#### Texte
Andriy Lototskiy était prêtre de l’Église orthodoxe ukrainienne, la plus grande communauté religieuse de l’ex-république soviétique. Le problème: cette Eglises est affiliée à l’Église orthodoxe russe et promet fidélité à son primat, le patriarche Kirill de Moscou. Ses fidèles avaient décidé de rejoindre une vague de croyants qui avaient opté pour une nouvelle Église orthodoxe ukrainienne fondée en 1992.

«Je suis entrée dans mon église et je les ai entendus prier pour Kirill», se souvient Maria Satayeva, une enseignante d’allemand de 36 ans, raison pour laquelle elle a quitté l’Église affiliée aux Russes en 2014. «Je ne pouvais plus être là». En Ukraine, environ 70% de la population s’identifie comme chrétiens orthodoxes orientaux. Le reste des croyants appartient principalement à l’Église catholique grecque ukrainienne, à l’Église catholique romaine ou à diverses Églises protestantes.

La Crise de Crimée

L’Église orthodoxe ukrainienne d’origine est subordonnée à Moscou depuis le XVIIe siècle, avant même que l’Ukraine ne fasse partie de l’Empire russe. Cette relation a perduré après que le pays se soit séparé de l’Union soviétique. Mais ces liens ont commencé à poser problème en 2014, lorsque des troupes proches de la Russie ont pris le contrôle de territoires ukrainiens de la péninsule de Crimée, provoquant un conflit armé dans l’est de l’Ukraine et la chute du président Viktor Ianoukovitch, allié du président russe Vladimir Poutine. Aujourd’hui, de nombreux paroissiens orthodoxes d’Ukraine prennent leurs distances vis-à-vis de l’Église soutenue par la Russie, dont les hiérarques sont un pilier essentiel de la politique de Poutine.

Toutefois, les dirigeants de l’Église soutenue par Moscou nient que la Russie exerce une influence politique sur eux. «Les gens vont à l’église pour prier, pas pour la politique», a expliqué l’archevêque Kliment, de l’Église orthodoxe ukrainienne soutenue par Moscou. «Nos Églises n’ont aucun lien avec l’État russe moderne».

Une décision douloureuse

Après de longues réflexions, Andriy Lototski a décidé de rester auprès de ses paroissiens et de s’affilier au Patriarcat de Kiev. Une décision douloureuse. «Au début, tous mes amis se sont détournés de moi», se rappelle-t-il, faisant référence aux autres prêtres de son Église. «Ils ont dit que j’avais trahi la vraie Église».

Environ 60 paroisses se sont tournées vers l’Église basée à Kiev depuis 2014. Le Patriarcat de Moscou n’a jamais reconnu son rival de Kiev, formé dans le cadre d’une renaissance du nationalisme ukrainien après la chute de l’Union soviétique en 1991. Ni le principal dirigeant chrétien orthodoxe, le patriarche œcuménique Bartholomée de Constantinople, basé à Istanbul.
########
Consignes →
1: Répondez brièvement aux questions sur le texte.
(a) Quelle part de la population ukrainienne s'identifie comme chrétiens orthodoxes orientaux ?
(b) Depuis quel siècle l'Église orthodoxe ukrainienne d'origine est-elle subordonnée à Moscou ?
(c) Combien de paroisses se sont tournées vers l'Église basée à Kiev depuis 2014 ?
2: Résumez le texte en deux phrases.
Les lignes ci-après ne servent à rien dans cet exercice.
#### Données
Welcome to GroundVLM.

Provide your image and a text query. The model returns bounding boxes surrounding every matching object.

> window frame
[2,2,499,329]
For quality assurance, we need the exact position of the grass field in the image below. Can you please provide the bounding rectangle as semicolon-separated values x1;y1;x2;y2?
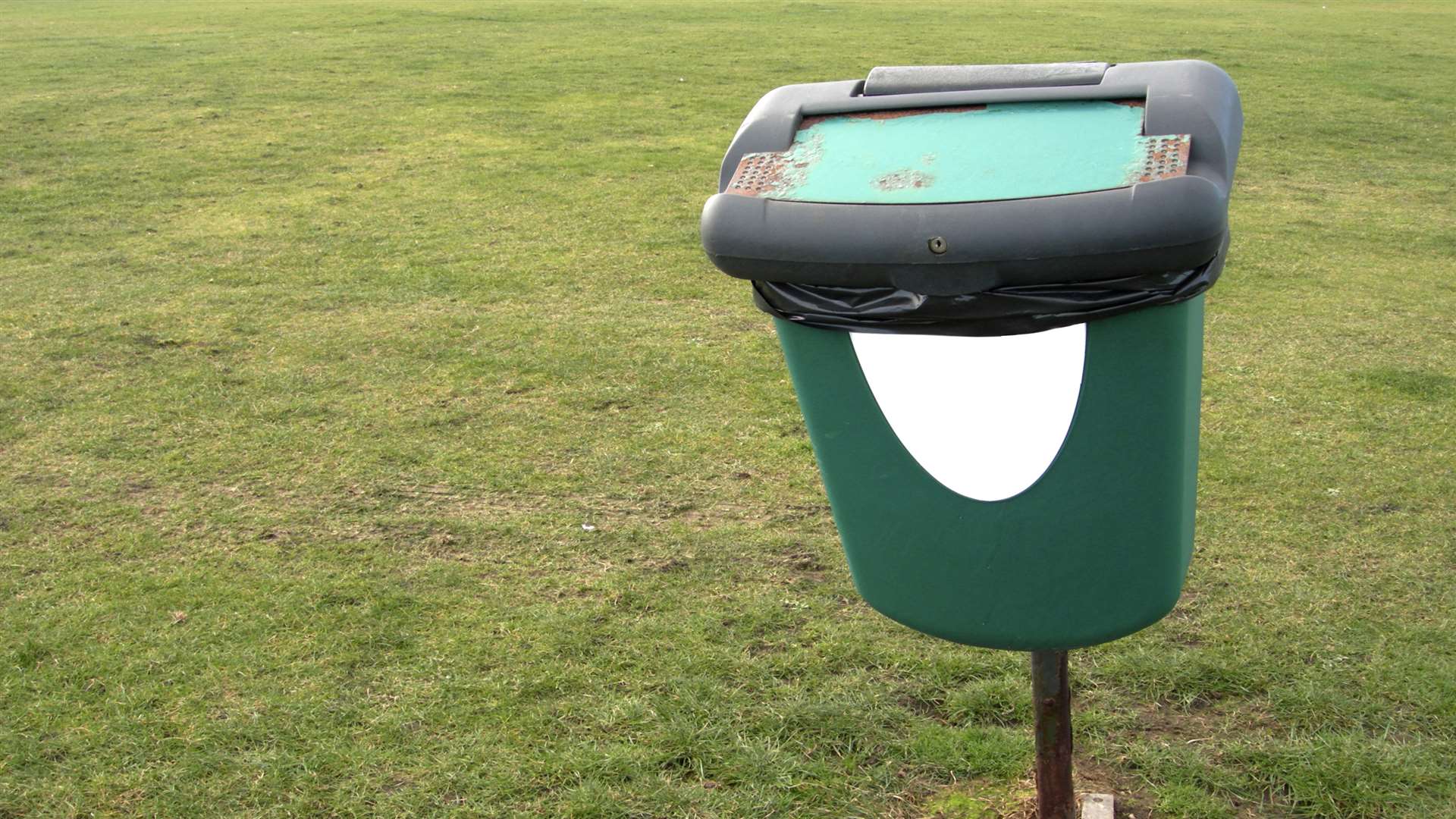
0;0;1456;819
########
Corrigés →
1:
(a) Environ 70 %.
(b) Depuis le XVIIe siècle.
(c) Environ 60.

2: Subordonnée à Moscou depuis le XVIIe siècle, l'Église orthodoxe ukrainienne d'origine voit de nombreux paroissiens prendre leurs distances depuis 2014, année où des troupes proches de la Russie ont pris le contrôle de territoires de la péninsule de Crimée. Environ 60 paroisses ont rejoint l'Église basée à Kiev, que le Patriarcat de Moscou n'a jamais reconnue, tandis que les dirigeants de l'Église soutenue par Moscou nient toute influence politique de la Russie.